● EXCERTO DO DOCUMENTO:
◇ ◇ ◇ ◇

Na semana passada o INE publicou um conjunto de dados importantes sobre a economia portuguesa e que vão acabar por desempenhar um papel importante na campanha eleitoral em curso. Que os partidos do governo reivindiquem os louros de números positivos, mesmo que para eles pouco tenham contribuído, é banal na política democrática. Tal como é banal que os partidos da oposição imputem as responsabilidades ao governo por números maus, mesmo que tenham sido eles, e não o governo em funções, a contribuir para eles.
Convém, no entanto, não exagerar. O ministro das Finanças, Joaquim Miranda Sarmento, recorrendo ao estafado truque de Mário Centeno, Fernando Medina e António Costa, já veio reivindicar para Portugal o primeiro lugar europeu no crescimento em cadeia no último trimestre de 2024. Sendo verdade que os números do último trimestre foram excelentes e resolvem uma parte significativa do problema do crescimento – e do saldo orçamental para 2025 – devido ao efeito de carry-over, é factualmente errado que Portugal tenha tido o melhor desempenho. Uma simples consulta do Eurostat dissipa as dúvidas: Irlanda e Dinamarca tiveram registos melhores. O truque político é irritante, mas pouco importa. No actual contexto de dificuldades das principais economias portuguesas, o desempenho português é aceitável (crescimento de 1,9% em 2024), a que se juntam os desempenhos das economias mediterrânicas cheias de PRR e turismo (Croácia: 3,8%; Espanha: 3,2%; Grécia: 2,3%; Itália: 0,5%; Eslovénia: 1,3%).
As atenções estavam, no entanto, concentradas para os números do saldo orçamental. A previsão do OE2024 ainda preparado pelo governo socialista de António Costa previa um excedente de 0,2% por PIB. Agora, ficámos a saber que o excedente realmente executado foi de 0,7%. O resultado é usado pelo governo que pode dizer que executou 3/4 do período anual do orçamento e que, ao contrário do que dizia o PS, foi capaz de aumentar os salários e valorizar as carreiras de um conjunto de profissões na Administração Pública sem arruinar as contas públicas. Claro que a despesa de investimento realmente efectuada ficou aquém do orçamentado em 1400 milhões de euros. Dado o estado depauperado do stock de capital público do país depois de tantos anos de subinvestimento, seria preferível ter levado a cabo essa despesa do que alimentar o fetiche do montante do excedente orçamental que a propaganda do governo socialista anterior tornou um ponto de louvor insuportável. É verdade que o PRR constitui uma tal torrente de meios financeiros que o investimento encontra por essa via uma alternativa à despesa provinda do Orçamento do Estado. Isso em breve terminará quando o PRR deixar de ser a “fundo perdido”.

◇ ◇ ◇ ◇

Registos
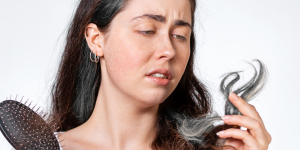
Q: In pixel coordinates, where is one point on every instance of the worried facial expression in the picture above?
(147, 49)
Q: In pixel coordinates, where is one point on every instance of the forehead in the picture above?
(170, 9)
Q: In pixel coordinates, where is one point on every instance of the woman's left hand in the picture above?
(255, 138)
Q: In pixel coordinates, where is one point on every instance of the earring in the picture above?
(96, 58)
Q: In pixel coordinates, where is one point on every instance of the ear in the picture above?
(94, 39)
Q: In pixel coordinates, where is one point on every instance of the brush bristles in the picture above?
(25, 128)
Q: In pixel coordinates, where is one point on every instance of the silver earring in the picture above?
(96, 58)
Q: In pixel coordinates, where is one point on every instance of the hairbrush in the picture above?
(25, 128)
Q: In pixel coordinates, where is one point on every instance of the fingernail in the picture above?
(220, 132)
(234, 96)
(226, 117)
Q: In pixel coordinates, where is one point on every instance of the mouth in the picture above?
(160, 76)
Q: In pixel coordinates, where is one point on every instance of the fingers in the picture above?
(255, 127)
(242, 135)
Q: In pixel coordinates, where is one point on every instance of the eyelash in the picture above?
(182, 38)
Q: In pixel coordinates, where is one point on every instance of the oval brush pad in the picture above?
(24, 128)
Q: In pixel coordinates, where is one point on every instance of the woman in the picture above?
(125, 64)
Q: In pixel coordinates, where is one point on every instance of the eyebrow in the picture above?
(162, 19)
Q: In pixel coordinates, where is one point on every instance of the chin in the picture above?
(151, 101)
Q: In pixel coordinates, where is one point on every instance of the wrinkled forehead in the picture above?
(170, 9)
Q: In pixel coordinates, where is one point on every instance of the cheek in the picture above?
(124, 57)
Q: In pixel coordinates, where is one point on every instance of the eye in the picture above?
(147, 32)
(179, 37)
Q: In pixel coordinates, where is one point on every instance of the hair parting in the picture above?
(185, 119)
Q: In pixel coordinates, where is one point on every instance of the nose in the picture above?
(165, 49)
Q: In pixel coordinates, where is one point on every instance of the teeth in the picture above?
(158, 75)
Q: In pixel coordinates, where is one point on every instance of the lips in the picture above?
(161, 71)
(157, 80)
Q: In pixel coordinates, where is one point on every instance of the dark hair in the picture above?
(76, 86)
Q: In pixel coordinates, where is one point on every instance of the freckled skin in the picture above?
(126, 107)
(129, 55)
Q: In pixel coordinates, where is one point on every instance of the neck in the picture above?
(120, 121)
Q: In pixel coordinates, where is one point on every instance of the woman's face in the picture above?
(148, 37)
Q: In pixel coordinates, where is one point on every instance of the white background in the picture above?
(229, 33)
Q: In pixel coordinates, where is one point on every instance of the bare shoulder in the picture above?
(77, 139)
(70, 140)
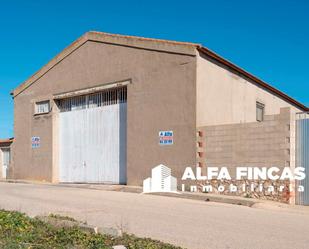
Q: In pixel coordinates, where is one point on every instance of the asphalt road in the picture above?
(188, 223)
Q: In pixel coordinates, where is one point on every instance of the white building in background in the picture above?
(161, 180)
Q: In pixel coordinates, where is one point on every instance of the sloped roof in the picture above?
(151, 44)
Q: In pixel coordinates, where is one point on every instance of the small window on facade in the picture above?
(260, 111)
(42, 107)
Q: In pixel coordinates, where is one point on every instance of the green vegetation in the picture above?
(20, 231)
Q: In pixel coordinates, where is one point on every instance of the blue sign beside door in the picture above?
(166, 137)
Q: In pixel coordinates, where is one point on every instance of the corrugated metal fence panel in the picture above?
(302, 159)
(93, 144)
(5, 161)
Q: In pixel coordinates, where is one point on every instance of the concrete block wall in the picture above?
(256, 144)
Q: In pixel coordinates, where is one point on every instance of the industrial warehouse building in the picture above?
(109, 108)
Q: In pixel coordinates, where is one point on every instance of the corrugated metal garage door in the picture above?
(92, 138)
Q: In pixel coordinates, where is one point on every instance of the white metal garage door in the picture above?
(92, 138)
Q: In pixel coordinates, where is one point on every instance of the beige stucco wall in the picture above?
(159, 80)
(223, 97)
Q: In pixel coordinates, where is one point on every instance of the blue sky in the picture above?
(268, 38)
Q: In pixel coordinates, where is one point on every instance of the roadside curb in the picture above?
(63, 223)
(211, 198)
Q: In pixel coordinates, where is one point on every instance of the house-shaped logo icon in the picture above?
(161, 180)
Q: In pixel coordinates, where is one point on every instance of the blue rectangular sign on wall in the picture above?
(35, 142)
(166, 137)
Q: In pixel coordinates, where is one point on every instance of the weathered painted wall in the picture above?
(159, 80)
(223, 97)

◇ ◇ ◇ ◇

● EXERCÍCIOS PROPOSTOS:
1. Diga se cada afirmação está de acordo com o texto sobre a economia portuguesa, respondendo sim ou não e citando as palavras do texto que o decidem: (a) o excedente orçamental efetivamente executado foi de 0,7%; (b) Portugal teve o melhor crescimento em cadeia da Europa no último trimestre de 2024; (c) a despesa de investimento superou o valor orçamentado.
2. Reescreva em forma de lista o parágrafo do texto sobre a economia portuguesa que começa por "Convém, no entanto, não exagerar", mantendo os factos principais.
3. Prossiga o texto sobre a economia portuguesa a partir da sua última frase.
As linhas são material à parte, independente do texto.

● EXERCÍCIOS RESOLVIDOS:
1.
(a) Sim: "o excedente realmente executado foi de 0,7%".
(b) Não: "é factualmente errado que Portugal tenha tido o melhor desempenho".
(c) Não: "a despesa de investimento realmente efectuada ficou aquém do orçamentado em 1400 milhões de euros".

2.
- O ministro das Finanças, Joaquim Miranda Sarmento, reivindicou para Portugal o primeiro lugar europeu no crescimento em cadeia no último trimestre de 2024, usando um truque já empregado por Mário Centeno, Fernando Medina e António Costa.
- Os números desse trimestre foram excelentes e, pelo efeito de carry-over, resolvem parte significativa do problema do crescimento e do saldo orçamental para 2025.
- Ainda assim, Portugal não teve o melhor desempenho: segundo o Eurostat, a Irlanda e a Dinamarca tiveram registos melhores.
- O truque político é irritante, mas pouco importa.
- Perante as dificuldades das principais economias portuguesas, o crescimento de 1,9% em 2024 é aceitável.
- A ele somam-se os resultados das economias mediterrânicas apoiadas pelo PRR e pelo turismo: Croácia 3,8%, Espanha 3,2%, Grécia 2,3%, Itália 0,5% e Eslovénia 1,3%.

3.
Contudo, vale a pena reconhecer que o fetiche absurdo do excedente orçamental reflecte um consenso nacional inédito em torno da necessidade de umas contas públicas equilibradas. Por muito que custe à nossa esquerda política, e aos comentadores pouco ilustrados, foi um debate nacional decisivo vencido unilateralmente por Pedro Passos Coelho. Nem Costa, nem o PS, em 2014 ou 2015, se reviam no objectivo nacional das contas públicas equilibradas. Ou era a reestruturação da dívida, cujos manifestos mais escabrosos seriam assinados por futuros ministros da geringonça, que era imperiosa; ou era o apoio à política financeira do Syriza após Janeiro de 2015, em quem Costa naqueles meses, até à ruína financeira da Grécia, depositou tanta esperança. Oportunista, como sempre, sem escrúpulos políticos alguns, como sempre, Costa saiu de mansinho desse beco sem saída e passou, no governo, a aplaudir freneticamente os orçamentos equilibrados.
Mas os resultados das Contas Nacionais publicados pelo INE trouxeram mais uma boa novidade. Esta foi menos comentada, mas porventura mais importante do que a do saldo orçamental. O INE registou uma capacidade líquida de financiamento da economia portuguesa para 2024 de 2,9%. A capacidade líquida de financiamento é um indicador que faz a soma aritmética da Balança Corrente e da Balança de Capital, e que no fundo mede se o país, num determinado ano, se está a endividar, ou, neste caso, a desendividar junto do resto do mundo. São os fluxos que alimentam a dívida externa do sector público e privado, ou, como neste caso de 2024, a reduzem.
O gráfico traduz os fluxos deste indicador para os anos anteriores desde 1996. A barra a vermelho assinala o número para 2024.

Note-se como até ao fatídico ano de 2011 Portugal desceu por uma espiral de endividamento externo que só podia terminar numa pré-falência da economia portuguesa. Como veio a acontecer com estrondo. Para a história ficaria a infamante entrevista do então governador de Banco de Portugal, Vítor Constâncio, que proclamou inconscientemente a irrelevância de tamanhos e colossais défices externos. Ficará para sempre como grito da soberba e da incompetência a sua comparação dos défices externos portugueses no contexto da zona euro aos do estado americano do Mississippi. Quando a troika chegou, ele já estaria alegremente no Banco Central Europeu, confortavelmente instalado em Frankfurt, assobiando para o lado, enquanto a banca portuguesa e a economia se desfaziam.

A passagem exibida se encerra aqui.